### Instructions for the task
Please copy the material below line for line, keeping every character unchanged.

Excerpts from segmentation records:
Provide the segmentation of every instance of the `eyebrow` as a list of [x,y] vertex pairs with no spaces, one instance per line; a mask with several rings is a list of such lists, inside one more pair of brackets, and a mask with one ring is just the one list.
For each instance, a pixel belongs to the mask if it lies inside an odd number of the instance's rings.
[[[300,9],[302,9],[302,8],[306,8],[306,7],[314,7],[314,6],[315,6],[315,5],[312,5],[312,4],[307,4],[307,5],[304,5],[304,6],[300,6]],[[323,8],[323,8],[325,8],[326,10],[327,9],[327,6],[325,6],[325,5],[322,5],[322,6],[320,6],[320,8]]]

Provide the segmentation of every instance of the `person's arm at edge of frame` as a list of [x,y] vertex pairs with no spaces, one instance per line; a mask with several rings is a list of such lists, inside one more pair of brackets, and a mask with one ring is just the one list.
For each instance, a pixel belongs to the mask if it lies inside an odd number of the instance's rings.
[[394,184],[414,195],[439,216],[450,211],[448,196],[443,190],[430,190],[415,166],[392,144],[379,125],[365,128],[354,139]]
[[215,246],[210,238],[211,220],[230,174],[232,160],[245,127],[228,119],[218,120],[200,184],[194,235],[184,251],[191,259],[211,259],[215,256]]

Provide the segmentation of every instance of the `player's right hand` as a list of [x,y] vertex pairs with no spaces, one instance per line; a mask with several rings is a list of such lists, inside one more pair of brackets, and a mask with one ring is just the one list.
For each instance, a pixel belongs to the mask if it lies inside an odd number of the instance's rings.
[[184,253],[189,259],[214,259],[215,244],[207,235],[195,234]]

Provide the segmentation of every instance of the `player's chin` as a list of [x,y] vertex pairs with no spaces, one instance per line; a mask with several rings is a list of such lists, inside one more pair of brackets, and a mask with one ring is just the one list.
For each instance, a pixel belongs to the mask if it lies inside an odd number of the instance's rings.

### Result
Provide the segmentation of every instance of the `eyebrow` as a list of [x,y] vertex pairs with no spaces, one instance per line; a mask with several rings is a list of such lists, inside one more pair of brackets, and a mask with one ring is just the one list.
For each instance, a pixel belongs to the mask if it lies inside an odd number of the instance's rings.
[[[300,9],[302,9],[302,8],[306,8],[306,7],[314,7],[314,6],[315,6],[315,5],[312,5],[312,4],[307,4],[307,5],[304,5],[304,6],[300,6]],[[323,8],[323,8],[325,8],[326,10],[327,9],[327,6],[325,6],[325,5],[322,5],[322,6],[320,6],[320,8]]]

Provide the segmentation of every instance of the `person's arm at edge of frame` as a list of [x,y] vertex pairs with no spaces, one instance per line; a mask with several rings is a list of such lists, inside one more pair of brackets, and a mask with one ring is just the one list.
For each instance, a pixel belongs to the mask if it lies inside an odd number of the instance's rings.
[[394,184],[414,195],[439,216],[450,211],[448,196],[443,190],[430,190],[415,166],[392,144],[379,125],[365,128],[354,139]]
[[215,246],[210,238],[211,220],[230,174],[232,160],[245,127],[228,119],[218,120],[200,184],[194,235],[184,251],[191,259],[211,259],[215,256]]

Provide the segmentation of every instance of the `player's right hand` as a list of [x,y] vertex pairs with no spaces, one instance per line; a mask with several rings is a list of such lists, inside one more pair of brackets, and a mask with one ring is just the one list.
For each instance, a pixel belongs to the mask if it lies inside an odd number of the instance's rings.
[[184,253],[189,259],[214,259],[215,244],[207,235],[195,234]]

Provide the segmentation of every instance of the `player's chin` as a list of [x,y] vertex pairs with no spaces, one instance per line; a mask with several rings is a list of such lists, inside one more pair of brackets, and a mask with one ring is just the one list.
For each instance, a pixel belongs to the mask if it lies inside an odd number of the instance's rings.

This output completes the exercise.